### TEXTO DO DOCUMENTO

Está na mesma lógica sim. Essa de que algo medicalizado e altamente tecnológico, seria melhor que o natural. Obviamente que há muitos casos em que cesariana é necessária e salva vidas. Há lugares onde o nível de cesarianas é muito baixo, então morrem muitas crianças e muitas mães. Mas no Brasil isso está desequilibrado, apesar de ter melhorado.
Há um diferencial social importante também, 90% das mulheres de alta escolaridade fazem cesariana. Mas mesmo nos mais pobres gira em torno de 35%. Ou seja, está alto em todos os setores.
Nós trabalhamos junto com antropólogos que mostram que muitas pessoas mais pobres acham que cesariana é melhor porque os ricos estão fazendo, então deve ser bom. É um exemplo da importância da multidisciplinaridade. Eu lutei muito contra esse excesso de cesarianas no Brasil, mas não consegui grandes sucessos. A vida é assim, há coisas em que temos mais sucesso que em outras.
Você ainda é um pesquisador ativo, quais suas próximas áreas de investigação no futuro?

######
### MATERIAL EXTRAÍDO

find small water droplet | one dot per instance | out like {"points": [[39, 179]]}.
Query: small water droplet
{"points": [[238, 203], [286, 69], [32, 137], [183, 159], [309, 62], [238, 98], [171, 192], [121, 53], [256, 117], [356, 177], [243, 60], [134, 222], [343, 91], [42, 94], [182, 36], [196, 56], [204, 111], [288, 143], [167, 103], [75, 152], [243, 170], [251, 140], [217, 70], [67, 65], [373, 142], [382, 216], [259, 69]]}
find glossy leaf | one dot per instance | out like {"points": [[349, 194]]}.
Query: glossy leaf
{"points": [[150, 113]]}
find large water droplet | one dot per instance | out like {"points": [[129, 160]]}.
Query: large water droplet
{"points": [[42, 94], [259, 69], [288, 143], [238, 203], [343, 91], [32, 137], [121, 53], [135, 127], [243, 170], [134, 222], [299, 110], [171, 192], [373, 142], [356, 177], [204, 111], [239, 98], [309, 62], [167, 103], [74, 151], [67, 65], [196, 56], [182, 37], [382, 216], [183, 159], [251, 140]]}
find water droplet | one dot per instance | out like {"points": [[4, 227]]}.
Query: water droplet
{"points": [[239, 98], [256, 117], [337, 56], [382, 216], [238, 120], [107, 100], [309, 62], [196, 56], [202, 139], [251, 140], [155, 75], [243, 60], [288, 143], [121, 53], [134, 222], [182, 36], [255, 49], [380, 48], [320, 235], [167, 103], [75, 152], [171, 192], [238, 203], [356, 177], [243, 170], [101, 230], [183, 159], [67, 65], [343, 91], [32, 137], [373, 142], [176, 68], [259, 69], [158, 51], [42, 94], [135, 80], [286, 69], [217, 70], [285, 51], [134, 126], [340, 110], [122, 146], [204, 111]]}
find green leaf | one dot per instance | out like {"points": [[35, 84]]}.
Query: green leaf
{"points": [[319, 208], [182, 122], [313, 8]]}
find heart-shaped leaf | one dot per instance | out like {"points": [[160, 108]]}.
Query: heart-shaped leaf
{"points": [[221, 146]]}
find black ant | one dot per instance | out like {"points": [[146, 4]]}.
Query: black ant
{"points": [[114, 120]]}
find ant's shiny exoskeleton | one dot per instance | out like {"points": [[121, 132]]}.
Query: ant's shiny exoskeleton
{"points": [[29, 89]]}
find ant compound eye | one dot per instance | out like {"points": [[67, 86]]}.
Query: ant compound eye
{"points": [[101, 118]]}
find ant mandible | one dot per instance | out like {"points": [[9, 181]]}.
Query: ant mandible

######

▸ TAREFAS
• 1. Reproduza o trecho sobre cesarianas a partir de "Nós trabalhamos junto" até "que em outras.".
• 2. Traduza para o inglês a seguinte frase do trecho sobre cesarianas: "Há um diferencial social importante também, 90% das mulheres de alta escolaridade fazem cesariana."
• 3. Com base no trecho sobre cesarianas, responda:
(a) O que acontece em lugares onde o nível de cesarianas é muito baixo?
(b) Que percentual das mulheres de alta escolaridade faz cesariana?
(c) Segundo os antropólogos citados, por que muitas pessoas mais pobres acham que a cesariana é melhor?

▸ SUAS RESPOSTAS
• 1.
Nós trabalhamos junto com antropólogos que mostram que muitas pessoas mais pobres acham que cesariana é melhor porque os ricos estão fazendo, então deve ser bom. É um exemplo da importância da multidisciplinaridade. Eu lutei muito contra esse excesso de cesarianas no Brasil, mas não consegui grandes sucessos. A vida é assim, há coisas em que temos mais sucesso que em outras.

• 2. There is an important social difference as well: 90% of highly educated women have a cesarean.

• 3.
(a) Morrem muitas crianças e muitas mães.
(b) 90%.
(c) Porque os ricos estão fazendo, então deve ser bom.